Perspective

Last week I was helping out with a dinner and fellowship at my church. There were a few kids there, so of course I ended up playing with them. However, one thing about getting older that I’ve learned is that I have a certain amount of energy readily available; anything past that I have to take a break and recharge. Well, with some well-timed assistance from one of the younger guys in the men’s group I was able to affect my escape. I went out into the area where the dinner was happening and found a place to sit down. While sitting there I struck up a conversation with the guy sitting beside me, James.

James and I started talking, and he was talking about the time he had spent living in North Carolina. “It was wonderful. I had my own place, there was a park across the street, I had two good jobs, and the church was right down the road. I could walk everywhere I needed to go.” You see, James is currently homeless, and we are a long way from North Carolina.

“Then my Mom got sick, and we didn’t think she was going to make it. So, I moved back up here to take care of her. But, the Lord is amazing! She’s in better shape now than I am.” He took care of her for a while, and then when his little sister moved back she took over taking care of their mom, so he was able to move out.

His life took a few unexpected turns over the course of the next few years culminating on when he got sick, and had to go into the hospital for treatment. “I was sick, so I couldn’t work. Because, I couldn’t work, I lost my apartment.” That was when he dropped the real bomb. “I’m stage four, man. That’s as far as it goes. I got the treatments, the chemo, and last July, right after my birthday, I went into remission. Our God can do it all.”

### [What to work on]
(a) Output the part of the story about James starting at "James and I" and ending at "to move out.".
(b) In the story about James, what did he lose because he could not work?
(c) Translate this sentence from the story about James into Spanish: "I could walk everywhere I needed to go."
These lines were taken from a separate source.

### [Saved dataset items]
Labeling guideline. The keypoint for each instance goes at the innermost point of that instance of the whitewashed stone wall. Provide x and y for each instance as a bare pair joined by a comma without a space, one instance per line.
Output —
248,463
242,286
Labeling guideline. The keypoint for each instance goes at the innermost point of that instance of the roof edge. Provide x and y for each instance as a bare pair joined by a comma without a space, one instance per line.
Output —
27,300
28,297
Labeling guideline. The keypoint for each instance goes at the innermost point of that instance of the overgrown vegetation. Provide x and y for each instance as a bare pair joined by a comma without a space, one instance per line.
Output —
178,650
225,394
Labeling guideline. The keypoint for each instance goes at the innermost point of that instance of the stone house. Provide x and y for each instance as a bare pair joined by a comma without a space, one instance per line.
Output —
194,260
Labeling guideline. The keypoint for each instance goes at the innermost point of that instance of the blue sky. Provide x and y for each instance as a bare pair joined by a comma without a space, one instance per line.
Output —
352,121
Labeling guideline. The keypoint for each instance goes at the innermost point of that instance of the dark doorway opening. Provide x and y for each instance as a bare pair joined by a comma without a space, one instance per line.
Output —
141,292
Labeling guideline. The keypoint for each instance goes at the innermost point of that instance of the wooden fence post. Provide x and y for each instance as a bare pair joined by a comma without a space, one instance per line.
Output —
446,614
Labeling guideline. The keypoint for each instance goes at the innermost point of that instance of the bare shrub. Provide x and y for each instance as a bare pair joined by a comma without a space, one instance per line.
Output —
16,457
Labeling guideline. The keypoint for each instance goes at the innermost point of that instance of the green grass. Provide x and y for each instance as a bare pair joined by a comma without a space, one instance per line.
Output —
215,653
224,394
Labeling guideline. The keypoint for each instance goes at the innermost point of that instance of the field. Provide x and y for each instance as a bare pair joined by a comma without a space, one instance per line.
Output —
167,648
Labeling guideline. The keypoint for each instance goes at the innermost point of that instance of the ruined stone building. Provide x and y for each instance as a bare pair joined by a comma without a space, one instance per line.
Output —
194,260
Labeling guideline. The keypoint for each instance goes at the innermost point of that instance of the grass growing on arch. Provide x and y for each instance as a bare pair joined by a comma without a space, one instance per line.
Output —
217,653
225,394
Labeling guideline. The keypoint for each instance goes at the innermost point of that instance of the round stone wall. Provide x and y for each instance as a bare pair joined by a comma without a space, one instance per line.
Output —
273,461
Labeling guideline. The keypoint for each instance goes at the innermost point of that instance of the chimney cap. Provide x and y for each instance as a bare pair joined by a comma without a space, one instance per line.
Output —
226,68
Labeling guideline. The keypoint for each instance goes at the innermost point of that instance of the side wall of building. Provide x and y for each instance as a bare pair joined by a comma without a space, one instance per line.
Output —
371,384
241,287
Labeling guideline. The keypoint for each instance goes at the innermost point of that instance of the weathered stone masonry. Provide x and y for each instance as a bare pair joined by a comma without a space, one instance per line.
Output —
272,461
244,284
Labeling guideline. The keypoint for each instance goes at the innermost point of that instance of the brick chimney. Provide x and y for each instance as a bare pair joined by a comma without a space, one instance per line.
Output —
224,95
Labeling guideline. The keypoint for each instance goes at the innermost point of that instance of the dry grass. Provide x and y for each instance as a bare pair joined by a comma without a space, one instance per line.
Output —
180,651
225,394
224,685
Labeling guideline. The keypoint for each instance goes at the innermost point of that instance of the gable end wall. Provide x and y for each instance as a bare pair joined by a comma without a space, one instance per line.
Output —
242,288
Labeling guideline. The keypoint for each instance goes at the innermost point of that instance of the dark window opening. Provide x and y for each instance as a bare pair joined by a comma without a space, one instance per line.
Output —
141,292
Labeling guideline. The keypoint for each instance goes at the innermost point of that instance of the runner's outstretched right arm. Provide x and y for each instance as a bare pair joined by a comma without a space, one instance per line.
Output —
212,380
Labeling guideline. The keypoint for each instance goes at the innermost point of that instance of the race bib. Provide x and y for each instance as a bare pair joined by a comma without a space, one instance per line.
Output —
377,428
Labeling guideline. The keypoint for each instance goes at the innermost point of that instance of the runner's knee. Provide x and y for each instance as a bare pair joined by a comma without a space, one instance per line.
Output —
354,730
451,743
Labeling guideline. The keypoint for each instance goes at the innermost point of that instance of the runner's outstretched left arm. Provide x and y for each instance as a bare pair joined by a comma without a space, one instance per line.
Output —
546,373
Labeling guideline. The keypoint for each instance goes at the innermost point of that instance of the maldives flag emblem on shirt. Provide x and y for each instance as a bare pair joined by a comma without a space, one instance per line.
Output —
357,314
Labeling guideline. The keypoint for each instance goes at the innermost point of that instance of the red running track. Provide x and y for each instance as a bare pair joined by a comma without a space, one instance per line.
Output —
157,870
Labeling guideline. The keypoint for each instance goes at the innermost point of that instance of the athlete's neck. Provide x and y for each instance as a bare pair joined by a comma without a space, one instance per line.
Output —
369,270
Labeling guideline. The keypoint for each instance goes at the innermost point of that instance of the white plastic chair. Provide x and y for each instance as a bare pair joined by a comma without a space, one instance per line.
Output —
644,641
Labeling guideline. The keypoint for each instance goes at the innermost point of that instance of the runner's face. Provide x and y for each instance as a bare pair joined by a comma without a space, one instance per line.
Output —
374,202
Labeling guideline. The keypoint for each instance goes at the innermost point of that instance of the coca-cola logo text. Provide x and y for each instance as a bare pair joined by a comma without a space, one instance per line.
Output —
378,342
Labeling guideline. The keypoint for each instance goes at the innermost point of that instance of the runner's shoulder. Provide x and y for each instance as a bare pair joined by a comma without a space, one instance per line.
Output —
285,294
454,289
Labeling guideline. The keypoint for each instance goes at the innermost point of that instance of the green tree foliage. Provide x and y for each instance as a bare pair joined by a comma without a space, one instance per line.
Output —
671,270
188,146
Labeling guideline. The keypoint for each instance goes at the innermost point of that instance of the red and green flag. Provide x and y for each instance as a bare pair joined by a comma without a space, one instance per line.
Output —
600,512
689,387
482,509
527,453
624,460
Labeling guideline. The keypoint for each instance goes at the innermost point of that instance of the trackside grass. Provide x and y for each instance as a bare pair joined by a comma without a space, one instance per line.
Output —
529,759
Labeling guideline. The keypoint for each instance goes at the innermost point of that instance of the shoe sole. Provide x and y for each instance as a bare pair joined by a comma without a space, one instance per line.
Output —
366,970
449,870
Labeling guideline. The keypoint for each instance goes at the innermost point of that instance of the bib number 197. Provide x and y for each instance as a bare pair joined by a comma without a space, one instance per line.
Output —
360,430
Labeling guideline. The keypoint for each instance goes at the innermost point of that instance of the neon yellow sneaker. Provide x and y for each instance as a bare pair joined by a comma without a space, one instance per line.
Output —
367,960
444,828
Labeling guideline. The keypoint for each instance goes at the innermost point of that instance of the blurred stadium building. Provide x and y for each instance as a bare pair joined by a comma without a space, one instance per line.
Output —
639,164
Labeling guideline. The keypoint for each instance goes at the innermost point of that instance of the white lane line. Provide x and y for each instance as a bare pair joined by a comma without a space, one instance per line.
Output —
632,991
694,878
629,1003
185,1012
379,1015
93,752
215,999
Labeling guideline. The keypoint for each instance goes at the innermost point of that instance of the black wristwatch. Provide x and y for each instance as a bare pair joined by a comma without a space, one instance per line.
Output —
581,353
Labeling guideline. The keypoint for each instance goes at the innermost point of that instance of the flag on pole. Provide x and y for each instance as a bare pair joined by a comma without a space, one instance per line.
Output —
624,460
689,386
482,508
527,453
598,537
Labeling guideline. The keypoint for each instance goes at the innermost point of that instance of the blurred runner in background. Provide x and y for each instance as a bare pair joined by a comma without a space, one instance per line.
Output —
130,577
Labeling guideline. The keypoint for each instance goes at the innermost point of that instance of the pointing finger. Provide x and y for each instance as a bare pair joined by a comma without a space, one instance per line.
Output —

### [Completed exercise]
(a)
James and I started talking, and he was talking about the time he had spent living in North Carolina. “It was wonderful. I had my own place, there was a park across the street, I had two good jobs, and the church was right down the road. I could walk everywhere I needed to go.” You see, James is currently homeless, and we are a long way from North Carolina.

“Then my Mom got sick, and we didn’t think she was going to make it. So, I moved back up here to take care of her. But, the Lord is amazing! She’s in better shape now than I am.” He took care of her for a while, and then when his little sister moved back she took over taking care of their mom, so he was able to move out.

(b) He lost his apartment.

(c) Podía ir a pie a todos los lugares adonde necesitaba ir.